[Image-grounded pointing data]
"""
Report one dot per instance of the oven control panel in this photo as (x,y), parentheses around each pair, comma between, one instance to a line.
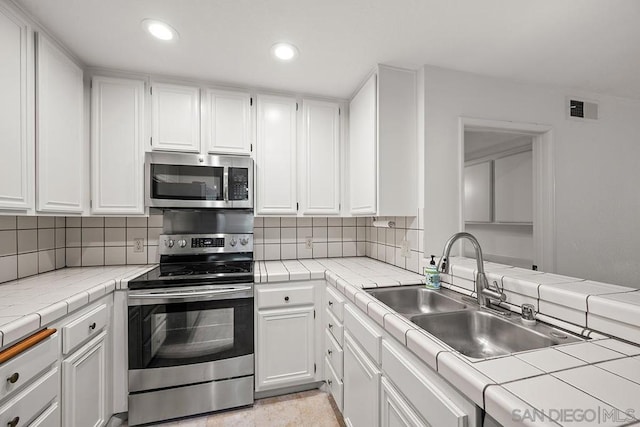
(186,244)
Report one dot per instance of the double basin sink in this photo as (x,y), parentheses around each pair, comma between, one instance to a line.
(463,325)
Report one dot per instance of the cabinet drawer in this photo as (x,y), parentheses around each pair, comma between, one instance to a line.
(25,406)
(425,390)
(49,418)
(365,332)
(335,327)
(83,328)
(284,296)
(335,303)
(24,367)
(334,383)
(333,353)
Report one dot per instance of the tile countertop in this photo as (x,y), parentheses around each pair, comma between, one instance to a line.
(28,304)
(594,382)
(574,384)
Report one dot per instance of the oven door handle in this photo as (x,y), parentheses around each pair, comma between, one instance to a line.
(178,296)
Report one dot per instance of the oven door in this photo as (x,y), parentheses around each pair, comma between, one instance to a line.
(189,334)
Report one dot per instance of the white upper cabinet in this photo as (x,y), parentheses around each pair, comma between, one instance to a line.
(117,132)
(16,112)
(320,158)
(383,145)
(514,188)
(276,156)
(61,156)
(175,122)
(226,122)
(362,149)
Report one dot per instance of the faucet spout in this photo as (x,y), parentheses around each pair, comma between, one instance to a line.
(484,292)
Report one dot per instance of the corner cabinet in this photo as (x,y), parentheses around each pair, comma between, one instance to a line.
(286,334)
(320,158)
(16,112)
(61,152)
(383,145)
(276,158)
(84,385)
(226,122)
(175,117)
(117,148)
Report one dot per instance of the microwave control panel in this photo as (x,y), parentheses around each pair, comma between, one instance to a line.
(238,184)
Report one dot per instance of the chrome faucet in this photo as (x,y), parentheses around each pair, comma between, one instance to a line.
(484,291)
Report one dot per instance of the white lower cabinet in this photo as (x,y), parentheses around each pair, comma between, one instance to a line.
(394,410)
(35,399)
(384,384)
(286,336)
(361,386)
(84,385)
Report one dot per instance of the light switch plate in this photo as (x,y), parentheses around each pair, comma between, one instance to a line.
(404,249)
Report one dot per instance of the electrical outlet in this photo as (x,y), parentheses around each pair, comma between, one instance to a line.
(404,249)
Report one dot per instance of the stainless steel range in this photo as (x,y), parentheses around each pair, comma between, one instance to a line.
(191,319)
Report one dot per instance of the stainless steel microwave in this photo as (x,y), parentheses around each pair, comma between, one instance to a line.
(179,180)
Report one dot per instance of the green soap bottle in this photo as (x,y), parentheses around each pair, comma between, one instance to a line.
(432,275)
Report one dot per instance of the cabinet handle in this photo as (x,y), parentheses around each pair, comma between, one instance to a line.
(13,378)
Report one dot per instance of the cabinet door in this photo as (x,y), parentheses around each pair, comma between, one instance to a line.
(175,117)
(395,411)
(285,351)
(477,192)
(61,159)
(276,156)
(361,386)
(514,188)
(84,385)
(117,132)
(16,112)
(227,122)
(320,158)
(362,150)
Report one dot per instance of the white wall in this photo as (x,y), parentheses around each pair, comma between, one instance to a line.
(597,171)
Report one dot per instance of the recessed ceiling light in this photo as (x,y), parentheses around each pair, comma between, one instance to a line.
(159,29)
(284,51)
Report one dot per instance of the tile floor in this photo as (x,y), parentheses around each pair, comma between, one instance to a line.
(310,409)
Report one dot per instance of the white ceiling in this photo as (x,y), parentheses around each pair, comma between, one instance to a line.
(588,44)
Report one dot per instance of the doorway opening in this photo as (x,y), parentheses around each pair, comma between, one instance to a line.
(507,193)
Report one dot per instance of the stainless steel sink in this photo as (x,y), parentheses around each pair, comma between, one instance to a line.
(479,334)
(411,300)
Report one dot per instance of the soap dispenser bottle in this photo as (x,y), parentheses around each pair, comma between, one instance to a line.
(432,275)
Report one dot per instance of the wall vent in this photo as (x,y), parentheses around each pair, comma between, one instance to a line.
(582,109)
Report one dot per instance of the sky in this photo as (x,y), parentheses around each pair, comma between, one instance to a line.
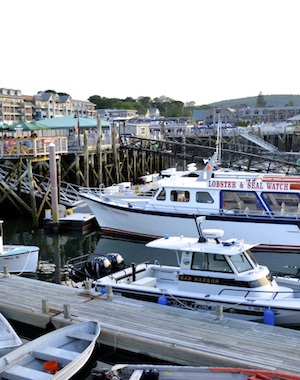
(189,50)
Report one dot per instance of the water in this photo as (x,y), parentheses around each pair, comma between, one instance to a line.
(55,250)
"""
#### [Work request]
Copy out every entry above verbatim. Leave each picture out.

#### [Solution to this problem]
Report one dot per instance of the oven control panel in this photo as (x,y), parentheses around each pair, comma between, one instance to a line.
(186,244)
Report one dot per instance of the double basin sink in this photo as (x,y), parentheses around each pair, comma between, one instance to a line.
(463,325)
Report one dot per instance of the cabinet drawer in this photo as (x,y), parentheses around each pair, comma between, one instance to a line.
(25,406)
(425,390)
(49,418)
(365,332)
(335,327)
(83,328)
(284,296)
(335,303)
(24,367)
(334,383)
(333,353)
Report one dot per instance of the tile countertop in this photo as (x,y), parentheses around each pair, comma between, one instance to a line.
(28,304)
(594,382)
(574,384)
Report one dot per instance of the oven door handle in this photo as (x,y), parentheses around each pair, comma between, one instance to a line.
(178,296)
Report one dot per instance of the oven door in this photo as (x,y), parentheses around each pair, comma between, one instance to a line.
(189,334)
Report one dot per instance of the white upper cabinet in this photo as (x,y), parentheses around each pair, comma between, one instance to a line.
(117,132)
(16,112)
(320,158)
(383,145)
(514,188)
(276,156)
(61,156)
(175,122)
(226,122)
(362,149)
Report one dot per instance of the faucet spout in this photo as (x,y), parentheses around each pair, comma between, one instance to a line.
(484,292)
Report one dot per instance of the corner cabinet in this photo as (x,y), parentheses around each pair, comma between, one instance to a line.
(286,334)
(320,158)
(16,112)
(61,152)
(383,145)
(276,158)
(84,385)
(226,122)
(175,117)
(117,148)
Report one dot per instance of the microwave control panel in this photo as (x,y), parentheses around each pair, comma between, one instance to a line.
(238,184)
Report one dot per instance of the chrome faucet in this photo as (x,y), parentheses around each pair, comma between, one instance to a line.
(484,291)
Report one dot per instance of the white lower cabinet in this photo as (x,y), parentheses around each pair, comma between, one instance to a line.
(394,410)
(35,399)
(384,384)
(286,336)
(361,386)
(84,385)
Report one dot per instance of the light switch plate in this photo as (x,y), parentheses around each pair, comma between, one instance to a line.
(404,249)
Report one dot per instance of the electrical outlet in this photo as (x,y), parentheses around each pair, comma between, one instance to a line.
(404,249)
Report one dot per instance of the stainless steel range in this photo as (x,y), parentheses around each pair, comma between, one instance to a line.
(191,319)
Report one dot per instance of the stainless steel microwave in this photo as (x,y), parentheses around each pair, comma between, one instance to a line.
(179,180)
Report one dot per instance of the green soap bottle in this photo as (x,y), parentheses around each pair, comma between, one instance to a line.
(432,275)
Report one dot per instance of the cabinet handle in this photo as (x,y), parentheses around each pair, comma between, one instance to a line.
(13,378)
Report one dot per instance of the cabinet door in this photo as (x,y), parentheses around each pair, comma between, one instance to a line.
(175,117)
(395,411)
(285,351)
(477,192)
(61,159)
(276,156)
(361,386)
(514,188)
(84,385)
(117,132)
(16,112)
(227,122)
(320,158)
(362,150)
Report one dot per instance of the white wall in this photo as (x,y), parentheses around each pair, comma between, one instance to a line.
(597,171)
Report one dot per instance of the recessed ceiling light in this photo as (x,y), parentheses around each pair, comma between, one instance to a line.
(159,29)
(284,51)
Report one dot per instance of the tile floor in this photo as (x,y), parentheses around each pair, comma between, one instance to a line.
(310,409)
Report one dot per instance of the white ceiling in this photo as (x,y), parentheses around each pair, comma between, one instance to a line.
(588,44)
Report one dot per instance of the doorway opening in this photo as (x,y), parentheses around each pair, comma between, one instance to a line.
(507,193)
Report one dot per instance of the stainless steel sink in this photo as (x,y), parentheses around each pair, comma between, one instance to a line.
(479,334)
(411,300)
Report one dot per instance of the soap dispenser bottle in this photo as (x,y), parentheses around each pair, comma between, one instance to a line.
(432,275)
Report one dot per instance of the wall vent in this photo as (x,y), parentheses around each pair, comma between, one instance to a line.
(582,109)
Report one dot per instance of the sky in this photo as (x,y), parentheses around each pair, comma between, one instance to a line.
(189,50)
Report one dot per instance of the water in this photo as (x,y), parentheses around each pair, comma between, one instance to a line.
(55,250)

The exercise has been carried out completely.